Aufgabenbeschreibung: Schreib alle Datensätze unten in eine JSON-Liste von Strings um, mit einem String pro Zeile und ohne Leerzeilen. Lass dabei die Bilder weg.

━━ Bereitgestellte Unterlagen

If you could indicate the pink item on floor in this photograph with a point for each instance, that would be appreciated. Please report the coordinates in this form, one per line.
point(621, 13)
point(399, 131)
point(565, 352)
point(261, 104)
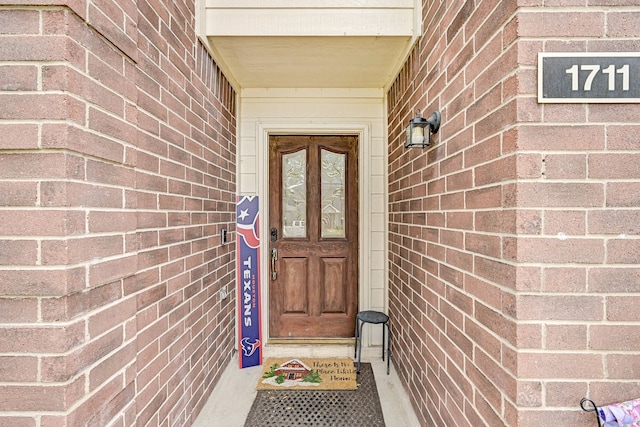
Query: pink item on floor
point(624, 414)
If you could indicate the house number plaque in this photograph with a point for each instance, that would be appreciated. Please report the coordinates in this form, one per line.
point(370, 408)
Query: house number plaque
point(604, 77)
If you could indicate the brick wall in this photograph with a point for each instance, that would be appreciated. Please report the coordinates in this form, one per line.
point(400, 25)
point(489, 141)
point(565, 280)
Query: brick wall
point(513, 238)
point(117, 172)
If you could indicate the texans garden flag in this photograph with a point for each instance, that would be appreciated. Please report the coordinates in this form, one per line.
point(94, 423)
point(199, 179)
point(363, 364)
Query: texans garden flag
point(248, 266)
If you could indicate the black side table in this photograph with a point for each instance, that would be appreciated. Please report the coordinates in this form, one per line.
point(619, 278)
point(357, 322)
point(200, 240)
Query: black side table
point(374, 317)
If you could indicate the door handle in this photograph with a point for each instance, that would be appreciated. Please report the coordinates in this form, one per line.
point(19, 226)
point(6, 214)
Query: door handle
point(274, 258)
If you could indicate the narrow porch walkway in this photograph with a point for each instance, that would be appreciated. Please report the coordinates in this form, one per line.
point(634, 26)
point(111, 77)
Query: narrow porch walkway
point(231, 400)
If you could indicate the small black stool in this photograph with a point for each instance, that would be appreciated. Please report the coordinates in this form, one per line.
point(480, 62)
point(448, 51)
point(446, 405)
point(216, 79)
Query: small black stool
point(375, 317)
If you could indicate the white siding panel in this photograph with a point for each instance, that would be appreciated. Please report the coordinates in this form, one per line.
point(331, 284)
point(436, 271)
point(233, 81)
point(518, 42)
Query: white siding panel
point(309, 22)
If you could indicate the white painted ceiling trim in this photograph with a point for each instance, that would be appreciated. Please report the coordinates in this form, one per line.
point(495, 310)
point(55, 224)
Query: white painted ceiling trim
point(319, 44)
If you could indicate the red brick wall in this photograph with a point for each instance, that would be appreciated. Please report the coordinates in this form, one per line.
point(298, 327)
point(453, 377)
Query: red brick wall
point(513, 238)
point(117, 172)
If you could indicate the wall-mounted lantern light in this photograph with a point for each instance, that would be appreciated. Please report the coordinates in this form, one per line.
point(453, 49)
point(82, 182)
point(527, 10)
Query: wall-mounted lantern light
point(419, 130)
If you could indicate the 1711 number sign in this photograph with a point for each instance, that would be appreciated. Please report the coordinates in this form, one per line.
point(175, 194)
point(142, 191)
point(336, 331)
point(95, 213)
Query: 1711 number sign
point(573, 77)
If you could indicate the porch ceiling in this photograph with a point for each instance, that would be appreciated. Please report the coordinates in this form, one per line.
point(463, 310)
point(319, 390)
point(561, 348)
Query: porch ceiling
point(320, 44)
point(318, 62)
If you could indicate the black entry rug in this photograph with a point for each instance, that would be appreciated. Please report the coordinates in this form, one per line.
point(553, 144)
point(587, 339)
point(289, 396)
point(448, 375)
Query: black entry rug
point(335, 408)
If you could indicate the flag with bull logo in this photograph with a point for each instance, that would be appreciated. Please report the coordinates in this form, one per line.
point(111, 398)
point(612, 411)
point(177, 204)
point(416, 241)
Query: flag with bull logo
point(248, 266)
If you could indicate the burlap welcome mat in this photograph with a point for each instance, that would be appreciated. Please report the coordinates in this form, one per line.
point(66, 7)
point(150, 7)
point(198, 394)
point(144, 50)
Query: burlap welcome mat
point(319, 408)
point(308, 374)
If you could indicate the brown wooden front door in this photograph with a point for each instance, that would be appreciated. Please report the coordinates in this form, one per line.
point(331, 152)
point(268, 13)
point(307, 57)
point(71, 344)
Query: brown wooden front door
point(313, 246)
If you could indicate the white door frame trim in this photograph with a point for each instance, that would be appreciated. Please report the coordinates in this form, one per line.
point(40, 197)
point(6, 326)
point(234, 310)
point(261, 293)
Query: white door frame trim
point(363, 131)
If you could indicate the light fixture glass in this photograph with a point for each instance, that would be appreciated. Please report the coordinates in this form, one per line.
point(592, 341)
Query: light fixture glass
point(419, 130)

━━━━

Ergebnis der Aufgabe:
[
  "If you could indicate the pink item on floor in this photograph with a point for each instance, that would be appreciated. Please report the coordinates in this form, one per line.",
  "point(621, 13)",
  "point(399, 131)",
  "point(565, 352)",
  "point(261, 104)",
  "Query: pink item on floor",
  "point(624, 414)",
  "If you could indicate the house number plaque in this photograph with a point for each instance, that would be appreciated. Please report the coordinates in this form, one per line.",
  "point(370, 408)",
  "Query: house number plaque",
  "point(604, 77)",
  "If you could indicate the brick wall in this photograph with a point for each instance, that would be appreciated. Please report the coordinates in this form, one per line.",
  "point(400, 25)",
  "point(489, 141)",
  "point(565, 280)",
  "Query: brick wall",
  "point(513, 238)",
  "point(117, 172)",
  "If you could indicate the texans garden flag in this photograph with a point for each instance, that would be appreciated. Please report the coordinates in this form, one per line.",
  "point(94, 423)",
  "point(199, 179)",
  "point(363, 364)",
  "Query: texans garden flag",
  "point(248, 266)",
  "If you could indicate the black side table in this photograph with a point for each instance, that would be appreciated. Please report the coordinates in this form, one per line.",
  "point(619, 278)",
  "point(357, 322)",
  "point(200, 240)",
  "Query: black side table",
  "point(374, 317)",
  "If you could indicate the door handle in this photograph with a point for each instance, that would be appreciated. Please report the coordinates in this form, one per line.",
  "point(19, 226)",
  "point(6, 214)",
  "Query: door handle",
  "point(274, 258)",
  "If you could indicate the narrow porch walkway in this photograph with a point for each instance, that would be appreciated. Please report the coordinates in this form, one per line.",
  "point(634, 26)",
  "point(111, 77)",
  "Query: narrow porch walkway",
  "point(231, 400)",
  "If you could indicate the small black stool in this photograph with a point for each instance, that would be appreciated. Please report the coordinates in this form, one per line.",
  "point(480, 62)",
  "point(448, 51)",
  "point(446, 405)",
  "point(216, 79)",
  "Query: small black stool",
  "point(375, 317)",
  "If you could indicate the white siding panel in this photograph with a point for each instance, that would be appreciated. Please report the coordinates in this form, one per line.",
  "point(331, 284)",
  "point(436, 271)",
  "point(233, 81)",
  "point(518, 42)",
  "Query: white siding panel",
  "point(309, 22)",
  "If you could indicate the white painted ceiling trim in this photograph with a point for each instance, that would be appreciated. Please report the coordinates in this form, one per line.",
  "point(495, 310)",
  "point(55, 224)",
  "Query: white painted ceiling trim",
  "point(319, 44)",
  "If you could indicate the red brick wall in this photograph with a point for each instance, that would be appreciated. Please report the coordinates in this form, one per line.",
  "point(298, 327)",
  "point(453, 377)",
  "Query: red brick wall",
  "point(513, 238)",
  "point(117, 172)",
  "If you could indicate the wall-mounted lantern light in this photograph with a point for each instance, that would be appreciated. Please report the coordinates in this form, one per line.",
  "point(453, 49)",
  "point(82, 182)",
  "point(527, 10)",
  "Query: wall-mounted lantern light",
  "point(419, 130)",
  "If you could indicate the 1711 number sign in this photograph with a point for each instance, that would be appreciated. Please report the coordinates in this form, one per line.",
  "point(175, 194)",
  "point(142, 191)",
  "point(336, 331)",
  "point(95, 213)",
  "Query: 1711 number sign",
  "point(573, 77)",
  "If you could indicate the porch ceiling in this photograph with a point for each instance, that would be appreciated. Please report the coordinates in this form, one per line.",
  "point(463, 310)",
  "point(319, 390)",
  "point(561, 348)",
  "Query: porch ceiling",
  "point(320, 44)",
  "point(318, 62)",
  "If you could indicate the black entry rug in this photograph with a point for each instance, that would be appreciated. Please report the coordinates in this form, one per line.",
  "point(553, 144)",
  "point(587, 339)",
  "point(289, 396)",
  "point(448, 375)",
  "Query: black entry rug",
  "point(335, 408)",
  "If you could indicate the flag with bull logo in this photograph with a point for each instance, that would be appreciated. Please report the coordinates in this form, one per line.",
  "point(111, 398)",
  "point(612, 411)",
  "point(177, 204)",
  "point(416, 241)",
  "Query: flag with bull logo",
  "point(248, 266)",
  "If you could indicate the burlap welcome mat in this photograph with a point for each instance, that would be appreciated. Please report the coordinates in this form, one per line.",
  "point(66, 7)",
  "point(150, 7)",
  "point(198, 394)",
  "point(144, 50)",
  "Query: burlap welcome mat",
  "point(319, 408)",
  "point(308, 374)",
  "If you could indicate the brown wooden front door in this photograph with a point for each instance, that would be appreciated. Please report the coordinates in this form, one per line.",
  "point(331, 152)",
  "point(268, 13)",
  "point(307, 57)",
  "point(71, 344)",
  "Query: brown wooden front door",
  "point(313, 246)",
  "If you could indicate the white door frame trim in this photograph with a point for each instance, that would be appreciated. Please report the coordinates in this form, one per line.",
  "point(40, 197)",
  "point(6, 326)",
  "point(234, 310)",
  "point(261, 293)",
  "Query: white door frame trim",
  "point(363, 131)",
  "If you could indicate the light fixture glass in this photograph with a point for each instance, that would be appreciated. Please report the coordinates in this form, one per line.",
  "point(592, 341)",
  "Query: light fixture glass",
  "point(419, 130)"
]